SET PROBLEM
From the data below, copy every line that contains the word "purple".

Point annotations for photos
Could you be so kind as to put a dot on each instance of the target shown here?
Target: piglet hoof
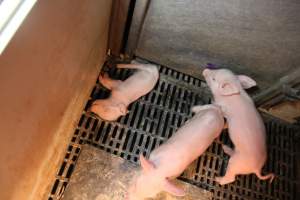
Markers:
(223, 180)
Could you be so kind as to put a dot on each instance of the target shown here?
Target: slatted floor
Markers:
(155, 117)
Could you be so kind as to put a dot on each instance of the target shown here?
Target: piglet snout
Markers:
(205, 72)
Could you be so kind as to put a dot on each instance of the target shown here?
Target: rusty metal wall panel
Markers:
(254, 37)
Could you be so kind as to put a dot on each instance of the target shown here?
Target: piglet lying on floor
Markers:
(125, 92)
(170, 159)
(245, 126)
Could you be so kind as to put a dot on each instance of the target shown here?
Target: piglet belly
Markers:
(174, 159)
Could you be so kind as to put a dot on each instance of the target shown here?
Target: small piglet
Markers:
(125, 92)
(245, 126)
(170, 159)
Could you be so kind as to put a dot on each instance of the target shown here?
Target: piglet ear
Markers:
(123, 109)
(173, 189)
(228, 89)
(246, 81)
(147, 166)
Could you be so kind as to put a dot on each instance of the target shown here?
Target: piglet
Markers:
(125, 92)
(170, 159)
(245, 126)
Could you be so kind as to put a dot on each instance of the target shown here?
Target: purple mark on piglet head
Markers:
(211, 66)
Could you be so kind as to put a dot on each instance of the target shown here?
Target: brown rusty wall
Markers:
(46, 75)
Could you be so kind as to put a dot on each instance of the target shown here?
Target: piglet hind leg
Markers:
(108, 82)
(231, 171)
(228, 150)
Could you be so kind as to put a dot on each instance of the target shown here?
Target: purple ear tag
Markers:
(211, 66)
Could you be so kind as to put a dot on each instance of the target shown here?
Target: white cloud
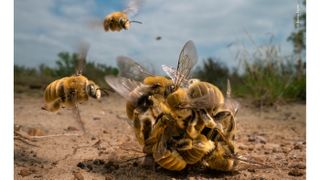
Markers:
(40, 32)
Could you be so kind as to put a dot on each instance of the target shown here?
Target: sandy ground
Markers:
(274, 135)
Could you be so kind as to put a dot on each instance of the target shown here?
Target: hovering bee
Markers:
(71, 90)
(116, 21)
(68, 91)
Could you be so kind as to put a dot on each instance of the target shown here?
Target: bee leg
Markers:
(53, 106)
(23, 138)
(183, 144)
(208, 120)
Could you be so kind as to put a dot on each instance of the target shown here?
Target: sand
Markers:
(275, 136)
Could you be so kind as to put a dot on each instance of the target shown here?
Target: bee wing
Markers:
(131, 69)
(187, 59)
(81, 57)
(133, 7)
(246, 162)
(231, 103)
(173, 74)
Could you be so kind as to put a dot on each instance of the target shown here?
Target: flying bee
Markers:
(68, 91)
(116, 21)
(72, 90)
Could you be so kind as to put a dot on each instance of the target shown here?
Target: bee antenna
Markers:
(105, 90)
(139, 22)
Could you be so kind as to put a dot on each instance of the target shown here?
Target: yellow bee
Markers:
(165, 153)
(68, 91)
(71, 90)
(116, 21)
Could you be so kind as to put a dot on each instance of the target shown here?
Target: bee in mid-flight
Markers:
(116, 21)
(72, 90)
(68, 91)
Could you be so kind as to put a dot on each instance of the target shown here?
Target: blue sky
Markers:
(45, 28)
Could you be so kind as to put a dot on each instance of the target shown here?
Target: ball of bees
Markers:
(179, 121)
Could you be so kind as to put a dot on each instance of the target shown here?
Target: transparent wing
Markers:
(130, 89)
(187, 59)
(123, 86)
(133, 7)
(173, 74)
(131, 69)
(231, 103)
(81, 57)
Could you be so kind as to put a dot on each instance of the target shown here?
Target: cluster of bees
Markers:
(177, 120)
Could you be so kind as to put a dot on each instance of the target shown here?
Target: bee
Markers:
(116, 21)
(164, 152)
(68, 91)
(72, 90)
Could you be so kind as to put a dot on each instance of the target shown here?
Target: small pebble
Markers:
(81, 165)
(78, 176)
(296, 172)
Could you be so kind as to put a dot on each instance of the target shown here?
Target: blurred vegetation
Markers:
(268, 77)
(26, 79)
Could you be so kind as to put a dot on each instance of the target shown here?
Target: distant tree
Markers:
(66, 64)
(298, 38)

COMPLETE OUTPUT
Target: purple mark on piglet head
Target: purple ear tag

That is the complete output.